---------- EXTRAIT DU TEXTE
RM : Ce processus d'enregistrement semble extrêmement rapide…
BC : Oui, on a fait l'album en deux jours. Je suis entré en studio le 21 décembre et on avait le master le 23 décembre. Ils éditent, ils montent, ils mixent en même temps que j'enregistre. On a fait seulement 48 heures d'enregistrement, mais très remplies. J'ai dormi quatre heures et je n'ai fait qu'enregistrer. Le lendemain, je suis rentré à Paris et à 9h00 du matin, on avait le master. Je l'ai juste réécouté en partie. Quand je dis « rush release », c'est vraiment ça.
RM : Quels conseils donnez-vous aux jeunes musiciens qui abordent Ravel ?
BC : Je donne presque les mêmes conseils quel que soit le compositeur. Je n'aime pas trop la pédagogie où on se contente de recettes. Souvent, des professeurs disent comment jouer tel tempo de telle pièce, tel accent ou telle dynamique chez Ravel. Personnellement, je n'en sais rien ! On prend un texte, on essaie de voir ce qu'il nous raconte. Je peux parler éventuellement de quelle perception j'ai, de ce qui me semble être peut-être la personnalité de Ravel. Qu'est-ce que cela nous dit en termes émotionnels et de sentiments ? Presque tous les textes s'abordent de la même manière en réalité. La question de la stylistique, c'est se glisser dans la peau d'un personnage avec la perception qu'on a d'une époque parce qu'on ne reproduira jamais le XVIIIe siècle par exemple. C'est plus la perception qu'on en a aujourd'hui au XXIe siècle. Donc, j'essaie de voir chez l'élève ce qui peut réellement aider chacun.
RM : Quelles sont les difficultés qui reviennent le plus souvent ?
BC : Souvent, ces problèmes sont d'ordre psychologique. Vous avez le rapport de quelqu'un à son instrument. Il y a une grande peur face à lui. C'est souvent un comportement qui est le reflet d'une attitude qu'on développe. Beaucoup d'élèves sont rétractés et ont beaucoup de mal à exprimer des choses. On se met à utiliser la touche comme un interrupteur.
En fait, le doigt est une prolongation de tout le corps. C'est comme s'il y avait une pellicule de coton d'un millimètre. On est dans un contrôle, comme si on avait des amortisseurs parce qu'on a peur. Tout l'enseignement est d'apprendre physiquement comment on fait partie intégrante de l'instrument. Comment par l'utilisation naturelle de la main, on va essayer au contraire d'extraire le son du piano et utiliser l'ensemble du corps. Pour cela, il faut énormément s'affranchir des peurs fondamentales. La deuxième couche est un aspect purement musical. Comment arriver à s'extraire d'une partition ? En l'étudiant énormément et en essayant de transmettre ce qu'on entend et ce qu'on voit. En se connectant au caractère qu'on veut communiquer.
--------------------
---------- MATÉRIEL RÉPERTORIÉ
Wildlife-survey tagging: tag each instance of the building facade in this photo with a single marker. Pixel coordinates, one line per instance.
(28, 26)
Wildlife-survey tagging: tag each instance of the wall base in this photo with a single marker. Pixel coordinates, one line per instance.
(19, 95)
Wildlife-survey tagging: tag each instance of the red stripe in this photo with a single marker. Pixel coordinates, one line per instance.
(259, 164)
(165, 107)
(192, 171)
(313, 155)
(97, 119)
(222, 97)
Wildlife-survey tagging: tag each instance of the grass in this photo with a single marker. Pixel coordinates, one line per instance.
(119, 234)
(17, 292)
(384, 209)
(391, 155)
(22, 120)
--------------------
---------- MATÉRIEL RÉPERTORIÉ
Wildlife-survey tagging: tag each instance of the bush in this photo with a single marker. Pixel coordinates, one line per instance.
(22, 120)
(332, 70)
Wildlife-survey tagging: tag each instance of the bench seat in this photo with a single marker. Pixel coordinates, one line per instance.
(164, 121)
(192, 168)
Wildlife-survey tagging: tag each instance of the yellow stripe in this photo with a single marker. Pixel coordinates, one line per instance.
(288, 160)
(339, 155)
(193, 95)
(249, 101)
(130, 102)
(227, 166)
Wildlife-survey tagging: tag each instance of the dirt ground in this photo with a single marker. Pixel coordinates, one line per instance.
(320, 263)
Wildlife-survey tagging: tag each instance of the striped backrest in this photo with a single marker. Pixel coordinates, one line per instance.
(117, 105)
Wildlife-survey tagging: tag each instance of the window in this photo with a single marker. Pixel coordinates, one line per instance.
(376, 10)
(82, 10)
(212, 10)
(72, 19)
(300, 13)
--------------------
_CONSIGNE_
Répondez aux questions suivantes d'après l'entretien sur l'enregistrement de Ravel :
1. À quelle date BC est-il entré en studio ?
2. Combien d'heures BC a-t-il dormi pendant l'enregistrement ?
3. De quel ordre sont souvent les difficultés des élèves, selon BC ?

_RÉPONSE ATTENDUE_
1. Le 21 décembre.
2. Quatre heures.
3. D'ordre psychologique.